▶ SELECTED PASSAGE:

Recurrence prediction of lung adenocarcinoma using an immune gene expression and clinical data trained and validated support vector machine classifier

Transl Lung Cancer Res. 2023 Oct 31;12(10):2055-2067. doi: 10.21037/tlcr-23-473. Epub 2023 Oct 27.

Abstract

Background: Immune microenvironment plays a critical role in cancer from onset to relapse. Machine learning (ML) algorithm can facilitate the analysis of lab and clinical data to predict lung cancer recurrence. Prompt detection and intervention are crucial for long-term survival in lung cancer relapse. Our study aimed to evaluate the clinical and genomic prognosticators for lung cancer recurrence by comparing the predictive accuracy of four ML models.

Methods: A total of 41 early-stage lung cancer patients who underwent surgery between June 2007 and October 2014 at New York University Langone Medical Center were included (with recurrence, n=16; without recurrence, n=25). All patients had tumor tissue and buffy coat collected at the time of resection. The CIBERSORT algorithm quantified tumor-infiltrating immune cells (TIICs). Protein-protein interaction (PPI) network and Kyoto Encyclopedia of Genes and Genomes (KEGG) pathway analysis were conducted to unearth potential molecular drivers of tumor progression. The data was split into training (75%) and validation sets (25%). Ensemble linear kernel support vector machine (SVM) ML models were developed using optimized clinical and genomic features to predict tumor recurrence.

▶ EXERCISE DETAILS: From the lung adenocarcinoma abstract above, write out word for word the part starting at "Background: Immune microenvironment" and ending at "four ML models.".

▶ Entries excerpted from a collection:

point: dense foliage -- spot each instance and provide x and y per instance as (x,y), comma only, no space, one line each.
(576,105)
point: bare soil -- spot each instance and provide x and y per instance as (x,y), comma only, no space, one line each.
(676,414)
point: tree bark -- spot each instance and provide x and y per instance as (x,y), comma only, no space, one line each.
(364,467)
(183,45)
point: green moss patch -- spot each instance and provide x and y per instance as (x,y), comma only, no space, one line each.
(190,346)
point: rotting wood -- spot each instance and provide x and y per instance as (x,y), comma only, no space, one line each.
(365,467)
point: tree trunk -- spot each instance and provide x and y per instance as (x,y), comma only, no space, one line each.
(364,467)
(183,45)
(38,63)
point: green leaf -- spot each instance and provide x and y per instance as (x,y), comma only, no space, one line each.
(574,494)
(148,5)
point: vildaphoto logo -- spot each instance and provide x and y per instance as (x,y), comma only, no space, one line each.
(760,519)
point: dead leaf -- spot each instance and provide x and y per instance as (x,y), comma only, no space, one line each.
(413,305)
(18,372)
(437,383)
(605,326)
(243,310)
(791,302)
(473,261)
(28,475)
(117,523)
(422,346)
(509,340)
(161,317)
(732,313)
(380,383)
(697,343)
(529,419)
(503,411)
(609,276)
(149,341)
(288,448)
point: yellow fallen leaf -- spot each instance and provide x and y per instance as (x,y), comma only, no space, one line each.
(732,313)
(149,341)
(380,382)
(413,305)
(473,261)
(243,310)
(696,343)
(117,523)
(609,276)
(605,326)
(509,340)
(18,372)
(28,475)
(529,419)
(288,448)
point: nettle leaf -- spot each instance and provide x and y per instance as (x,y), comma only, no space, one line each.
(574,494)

▶ TASK ANSWER:
Background: Immune microenvironment plays a critical role in cancer from onset to relapse. Machine learning (ML) algorithm can facilitate the analysis of lab and clinical data to predict lung cancer recurrence. Prompt detection and intervention are crucial for long-term survival in lung cancer relapse. Our study aimed to evaluate the clinical and genomic prognosticators for lung cancer recurrence by comparing the predictive accuracy of four ML models.